▶ Exercise
Copy out all the entries exactly.

[Begin]

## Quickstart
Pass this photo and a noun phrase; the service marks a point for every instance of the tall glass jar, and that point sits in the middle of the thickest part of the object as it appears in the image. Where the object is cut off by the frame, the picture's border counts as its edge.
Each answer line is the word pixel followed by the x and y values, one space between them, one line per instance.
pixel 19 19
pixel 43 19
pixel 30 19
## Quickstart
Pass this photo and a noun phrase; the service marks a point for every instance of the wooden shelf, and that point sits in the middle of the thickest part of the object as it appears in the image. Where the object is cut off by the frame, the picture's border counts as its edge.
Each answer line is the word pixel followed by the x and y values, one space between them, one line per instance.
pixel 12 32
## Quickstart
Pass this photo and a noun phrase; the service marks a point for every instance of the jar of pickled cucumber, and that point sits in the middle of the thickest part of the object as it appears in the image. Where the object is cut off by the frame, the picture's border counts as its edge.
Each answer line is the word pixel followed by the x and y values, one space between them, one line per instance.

[End]

▶ Final result
## Quickstart
Pass this photo and a noun phrase; the service marks a point for every instance of the tall glass jar, and that point sits in the middle of the thickest part of the object as it appears in the image. Where the object is cut off by the frame, the picture's border counts as its edge.
Each answer line is the word pixel followed by the x and y values, one space between them, one line per instance.
pixel 19 19
pixel 43 19
pixel 30 19
## Quickstart
Pass this photo and a noun phrase; the service marks a point for every instance of the wooden shelf, and that point sits in the middle of the thickest part of the object as it appears in the image. Where the object is cut off by the frame, the picture's border counts as its edge.
Each answer line is the word pixel followed by the x and y values, one space between them, one line per instance.
pixel 12 32
## Quickstart
Pass this photo and a noun phrase; the service marks a point for every instance of the jar of pickled cucumber, and that point sits in the middle of the thickest part of the object as it appears in the image. Where the object is cut off by the frame, the picture's border counts as its edge.
Each answer line is the word pixel followed by the x and y values, one space between them, one line per instance.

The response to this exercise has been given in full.